Dataset excerpts:
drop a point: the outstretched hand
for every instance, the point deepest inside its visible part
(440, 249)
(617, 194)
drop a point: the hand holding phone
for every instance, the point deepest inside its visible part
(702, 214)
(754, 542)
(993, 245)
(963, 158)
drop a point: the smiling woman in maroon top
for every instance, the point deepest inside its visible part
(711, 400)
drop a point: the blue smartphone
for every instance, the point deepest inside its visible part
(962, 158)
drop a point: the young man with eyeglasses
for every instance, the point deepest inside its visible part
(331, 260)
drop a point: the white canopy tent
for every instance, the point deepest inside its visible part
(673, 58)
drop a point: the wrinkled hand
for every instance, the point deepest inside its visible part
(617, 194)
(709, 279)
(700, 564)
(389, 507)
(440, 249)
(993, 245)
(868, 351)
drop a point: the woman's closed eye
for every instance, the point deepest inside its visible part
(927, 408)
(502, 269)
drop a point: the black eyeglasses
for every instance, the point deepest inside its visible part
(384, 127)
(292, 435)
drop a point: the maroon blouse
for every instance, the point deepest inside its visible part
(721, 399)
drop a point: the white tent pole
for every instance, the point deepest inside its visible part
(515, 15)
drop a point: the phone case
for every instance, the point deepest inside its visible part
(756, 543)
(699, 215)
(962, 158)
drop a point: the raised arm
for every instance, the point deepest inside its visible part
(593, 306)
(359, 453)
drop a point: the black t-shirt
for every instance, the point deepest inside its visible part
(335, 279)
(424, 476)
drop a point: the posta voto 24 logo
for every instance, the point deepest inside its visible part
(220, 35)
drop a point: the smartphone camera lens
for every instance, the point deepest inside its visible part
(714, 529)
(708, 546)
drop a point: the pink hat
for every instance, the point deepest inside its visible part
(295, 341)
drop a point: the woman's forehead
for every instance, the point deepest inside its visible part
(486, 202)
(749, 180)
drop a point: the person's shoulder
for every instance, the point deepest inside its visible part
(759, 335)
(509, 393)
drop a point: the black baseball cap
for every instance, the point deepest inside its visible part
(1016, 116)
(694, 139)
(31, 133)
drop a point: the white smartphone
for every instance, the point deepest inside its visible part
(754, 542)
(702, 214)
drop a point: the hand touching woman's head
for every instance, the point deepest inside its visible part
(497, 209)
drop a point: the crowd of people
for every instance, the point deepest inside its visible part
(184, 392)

Exercise: In the listing above, find the line containing "drop a point: the black eyeglasses" and the line containing "drop a point: the posta voto 24 logo", then retype both and every line between them exactly, with nothing else.

Response to this task:
drop a point: the black eyeglasses
for every instance, the point deepest inside its visible part
(384, 127)
(292, 435)
drop a point: the maroon blouse
for every instance, the point deepest inside its visible part
(721, 399)
drop a point: the white tent pole
for every instance, the point deepest inside its visible part
(515, 15)
drop a point: the phone case
for every instance, the point deepest inside its visible part
(756, 543)
(699, 215)
(962, 158)
drop a point: the raised arm
for every instance, the point deepest inside its visible part
(593, 306)
(359, 453)
drop a point: the black t-shirt
for every instance, the point deepest inside its visible part
(335, 279)
(424, 476)
drop a point: the posta voto 24 logo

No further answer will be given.